Your assignment: Each line shown below should be copied exactly.

(Source data)

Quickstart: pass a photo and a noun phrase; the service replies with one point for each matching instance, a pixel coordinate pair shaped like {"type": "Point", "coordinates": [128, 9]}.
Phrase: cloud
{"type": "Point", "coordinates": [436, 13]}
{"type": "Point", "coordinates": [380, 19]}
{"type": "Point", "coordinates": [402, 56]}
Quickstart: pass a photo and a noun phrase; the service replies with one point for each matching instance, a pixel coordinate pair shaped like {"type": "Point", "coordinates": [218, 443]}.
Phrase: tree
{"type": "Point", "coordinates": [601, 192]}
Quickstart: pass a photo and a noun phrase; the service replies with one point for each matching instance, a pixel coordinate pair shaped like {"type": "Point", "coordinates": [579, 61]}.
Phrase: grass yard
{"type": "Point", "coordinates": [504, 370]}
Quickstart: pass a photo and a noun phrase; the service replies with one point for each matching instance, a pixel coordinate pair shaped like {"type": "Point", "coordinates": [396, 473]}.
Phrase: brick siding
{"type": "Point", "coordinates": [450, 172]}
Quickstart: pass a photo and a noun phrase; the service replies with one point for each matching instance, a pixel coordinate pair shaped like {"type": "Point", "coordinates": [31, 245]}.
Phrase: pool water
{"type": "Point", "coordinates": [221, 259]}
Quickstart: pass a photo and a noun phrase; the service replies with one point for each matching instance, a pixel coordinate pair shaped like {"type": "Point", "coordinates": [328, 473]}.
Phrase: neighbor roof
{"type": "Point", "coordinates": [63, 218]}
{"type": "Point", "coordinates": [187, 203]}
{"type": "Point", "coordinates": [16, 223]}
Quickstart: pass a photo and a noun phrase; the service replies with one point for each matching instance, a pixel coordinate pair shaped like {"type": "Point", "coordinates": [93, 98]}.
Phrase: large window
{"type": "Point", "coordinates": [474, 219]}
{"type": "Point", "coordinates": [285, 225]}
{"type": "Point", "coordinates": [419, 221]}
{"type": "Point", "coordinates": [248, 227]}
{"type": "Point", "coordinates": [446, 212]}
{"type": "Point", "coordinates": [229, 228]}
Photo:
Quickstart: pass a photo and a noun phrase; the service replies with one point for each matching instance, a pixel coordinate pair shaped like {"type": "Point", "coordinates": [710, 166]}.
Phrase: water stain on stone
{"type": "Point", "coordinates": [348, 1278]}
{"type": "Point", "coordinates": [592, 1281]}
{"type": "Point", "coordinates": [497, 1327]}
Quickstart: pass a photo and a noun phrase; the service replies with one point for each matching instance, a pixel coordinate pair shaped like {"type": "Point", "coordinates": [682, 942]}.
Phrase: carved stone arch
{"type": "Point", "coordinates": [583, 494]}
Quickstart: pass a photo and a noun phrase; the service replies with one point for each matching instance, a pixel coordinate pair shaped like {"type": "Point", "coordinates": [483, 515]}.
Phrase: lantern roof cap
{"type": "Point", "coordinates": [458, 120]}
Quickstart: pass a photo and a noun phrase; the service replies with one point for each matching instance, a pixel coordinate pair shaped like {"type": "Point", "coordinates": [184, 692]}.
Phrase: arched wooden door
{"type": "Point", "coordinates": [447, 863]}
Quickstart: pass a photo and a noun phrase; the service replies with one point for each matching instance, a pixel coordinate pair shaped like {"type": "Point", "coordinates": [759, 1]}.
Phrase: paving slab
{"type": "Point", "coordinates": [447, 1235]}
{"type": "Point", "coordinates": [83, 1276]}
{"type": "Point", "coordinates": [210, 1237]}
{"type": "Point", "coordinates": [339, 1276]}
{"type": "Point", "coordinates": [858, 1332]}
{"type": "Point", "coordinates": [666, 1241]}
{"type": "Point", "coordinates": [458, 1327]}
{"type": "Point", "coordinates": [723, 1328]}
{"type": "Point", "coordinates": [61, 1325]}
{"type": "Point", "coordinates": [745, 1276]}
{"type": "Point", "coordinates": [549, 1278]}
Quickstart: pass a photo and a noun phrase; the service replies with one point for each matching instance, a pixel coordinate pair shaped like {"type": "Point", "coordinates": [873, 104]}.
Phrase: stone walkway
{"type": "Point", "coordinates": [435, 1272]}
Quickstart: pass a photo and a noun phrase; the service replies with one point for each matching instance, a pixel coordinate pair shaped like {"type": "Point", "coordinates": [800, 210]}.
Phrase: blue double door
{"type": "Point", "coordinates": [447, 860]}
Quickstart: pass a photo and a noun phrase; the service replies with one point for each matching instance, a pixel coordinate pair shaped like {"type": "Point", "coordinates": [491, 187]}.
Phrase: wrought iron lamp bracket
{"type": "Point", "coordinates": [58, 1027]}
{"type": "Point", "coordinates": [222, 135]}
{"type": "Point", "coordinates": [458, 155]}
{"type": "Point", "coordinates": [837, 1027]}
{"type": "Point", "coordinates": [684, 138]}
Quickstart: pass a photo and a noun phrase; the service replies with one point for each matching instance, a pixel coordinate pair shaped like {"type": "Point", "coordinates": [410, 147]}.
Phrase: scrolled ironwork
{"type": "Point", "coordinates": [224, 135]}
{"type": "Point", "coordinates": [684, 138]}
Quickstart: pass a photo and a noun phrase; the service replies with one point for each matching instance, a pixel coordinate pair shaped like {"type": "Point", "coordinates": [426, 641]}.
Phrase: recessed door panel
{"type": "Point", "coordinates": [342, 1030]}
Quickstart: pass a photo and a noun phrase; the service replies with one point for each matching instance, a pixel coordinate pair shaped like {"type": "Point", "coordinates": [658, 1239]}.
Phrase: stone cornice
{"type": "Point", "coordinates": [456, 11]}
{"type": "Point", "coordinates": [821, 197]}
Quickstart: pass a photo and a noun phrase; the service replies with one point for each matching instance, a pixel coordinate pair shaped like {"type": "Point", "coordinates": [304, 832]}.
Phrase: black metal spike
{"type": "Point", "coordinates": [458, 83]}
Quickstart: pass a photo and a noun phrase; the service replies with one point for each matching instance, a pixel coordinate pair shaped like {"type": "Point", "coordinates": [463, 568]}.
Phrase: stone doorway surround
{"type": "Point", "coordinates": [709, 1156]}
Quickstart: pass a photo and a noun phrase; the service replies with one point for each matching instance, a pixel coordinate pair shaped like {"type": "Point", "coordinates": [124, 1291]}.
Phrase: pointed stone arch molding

Result of the task:
Quickstart: pass a photo and a noun phrase; the service replies with one point for each matching instance, a pixel coordinate pair shaped like {"type": "Point", "coordinates": [128, 9]}.
Phrase: cloud
{"type": "Point", "coordinates": [436, 13]}
{"type": "Point", "coordinates": [380, 19]}
{"type": "Point", "coordinates": [402, 56]}
Quickstart: pass a photo and a noun phrase; the service replies with one point for each matching instance, a pixel coordinate pair shaped like {"type": "Point", "coordinates": [218, 443]}.
Phrase: tree
{"type": "Point", "coordinates": [601, 192]}
Quickstart: pass a photo and a noun phrase; the service replies with one point for each matching instance, a pixel coordinate pair shaped like {"type": "Point", "coordinates": [579, 61]}.
Phrase: grass yard
{"type": "Point", "coordinates": [504, 370]}
Quickstart: pass a photo and a noun phrase; the service replies with one point for each matching instance, a pixel coordinate pair shaped like {"type": "Point", "coordinates": [396, 473]}.
Phrase: brick siding
{"type": "Point", "coordinates": [450, 172]}
Quickstart: pass a photo and a noun phrase; the service replies with one point for each matching instance, a pixel coordinate pair shaped like {"type": "Point", "coordinates": [31, 245]}.
Phrase: pool water
{"type": "Point", "coordinates": [221, 259]}
Quickstart: pass a photo and a noun phrase; the service replies with one point for each matching instance, a pixel coordinate pair shaped like {"type": "Point", "coordinates": [328, 473]}.
Phrase: neighbor roof
{"type": "Point", "coordinates": [63, 218]}
{"type": "Point", "coordinates": [187, 203]}
{"type": "Point", "coordinates": [16, 223]}
Quickstart: pass a photo and a noun phrase; the service replies with one point for each matching instance, a pixel coordinate pair shaped like {"type": "Point", "coordinates": [93, 98]}.
Phrase: large window
{"type": "Point", "coordinates": [474, 219]}
{"type": "Point", "coordinates": [285, 225]}
{"type": "Point", "coordinates": [419, 221]}
{"type": "Point", "coordinates": [248, 227]}
{"type": "Point", "coordinates": [446, 212]}
{"type": "Point", "coordinates": [229, 228]}
Photo:
Quickstart: pass a photo and a noun phrase; the service replies with one point for each matching instance, a pixel coordinate pair shaped like {"type": "Point", "coordinates": [710, 166]}.
Phrase: water stain on stone
{"type": "Point", "coordinates": [348, 1278]}
{"type": "Point", "coordinates": [592, 1281]}
{"type": "Point", "coordinates": [497, 1327]}
Quickstart: pass a photo and a noun phrase; the service replies with one point for each matching instance, a pixel coordinate pair shaped like {"type": "Point", "coordinates": [682, 942]}.
Phrase: carved stone arch
{"type": "Point", "coordinates": [583, 494]}
Quickstart: pass a photo and a noun phrase; the service replies with one point for each matching instance, a pixel coordinate pair shaped like {"type": "Point", "coordinates": [483, 515]}.
Phrase: lantern roof cap
{"type": "Point", "coordinates": [458, 120]}
Quickstart: pass a photo and a noun phrase; the service replies with one point for each matching instance, a pixel coordinate pair shaped like {"type": "Point", "coordinates": [184, 692]}.
Phrase: arched wooden door
{"type": "Point", "coordinates": [447, 863]}
Quickstart: pass a photo and a noun phrase; the service replies with one point for each matching instance, a pixel coordinate pair shaped like {"type": "Point", "coordinates": [759, 1]}.
Phrase: paving slab
{"type": "Point", "coordinates": [447, 1235]}
{"type": "Point", "coordinates": [83, 1276]}
{"type": "Point", "coordinates": [210, 1237]}
{"type": "Point", "coordinates": [339, 1276]}
{"type": "Point", "coordinates": [858, 1332]}
{"type": "Point", "coordinates": [666, 1241]}
{"type": "Point", "coordinates": [458, 1327]}
{"type": "Point", "coordinates": [723, 1328]}
{"type": "Point", "coordinates": [61, 1325]}
{"type": "Point", "coordinates": [745, 1276]}
{"type": "Point", "coordinates": [549, 1278]}
Quickstart: pass a photo and a noun phrase; the service replies with one point for each matching instance, a pixel coordinate pair shaped like {"type": "Point", "coordinates": [873, 104]}.
Phrase: stone walkway
{"type": "Point", "coordinates": [435, 1272]}
Quickstart: pass a photo and a noun phrase; the service replies with one point for each matching instance, a pixel coordinate pair shaped like {"type": "Point", "coordinates": [800, 210]}.
Phrase: blue double door
{"type": "Point", "coordinates": [447, 860]}
Quickstart: pass a photo and a noun phrase; the service replies with one point for each matching instance, a pixel coordinate pair shaped like {"type": "Point", "coordinates": [491, 187]}.
Phrase: wrought iron lamp bracket
{"type": "Point", "coordinates": [58, 1027]}
{"type": "Point", "coordinates": [222, 135]}
{"type": "Point", "coordinates": [458, 155]}
{"type": "Point", "coordinates": [837, 1027]}
{"type": "Point", "coordinates": [684, 138]}
Quickstart: pass a photo and a noun phrase; the service replies with one point for each matching instance, a pixel coordinate pair shaped like {"type": "Point", "coordinates": [410, 147]}.
Phrase: scrolled ironwork
{"type": "Point", "coordinates": [224, 135]}
{"type": "Point", "coordinates": [684, 138]}
Quickstart: pass a photo and a noun phrase; the service replies with one point for each matching instance, a pixel coordinate pair shaped like {"type": "Point", "coordinates": [426, 641]}.
Phrase: recessed door panel
{"type": "Point", "coordinates": [342, 1030]}
Quickstart: pass a photo and a noun phrase; the service replies with one point for each matching instance, a pixel coordinate pair shaped like {"type": "Point", "coordinates": [658, 1239]}.
Phrase: stone cornice
{"type": "Point", "coordinates": [456, 11]}
{"type": "Point", "coordinates": [821, 197]}
Quickstart: pass a photo and a noun phrase; the service replies with one point for each matching instance, a pixel coordinate pair shaped like {"type": "Point", "coordinates": [304, 832]}.
Phrase: black metal spike
{"type": "Point", "coordinates": [458, 83]}
Quickstart: pass a photo and a noun phrase; the service replies with one point for each matching instance, a pixel coordinate pair shaped like {"type": "Point", "coordinates": [463, 568]}.
Phrase: stone doorway surround
{"type": "Point", "coordinates": [709, 1156]}
Quickstart: pass a photo and a noun phrase; the service replies with one point for each matching instance, a pixel coordinate pair shaped like {"type": "Point", "coordinates": [124, 1291]}.
Phrase: pointed stone arch molding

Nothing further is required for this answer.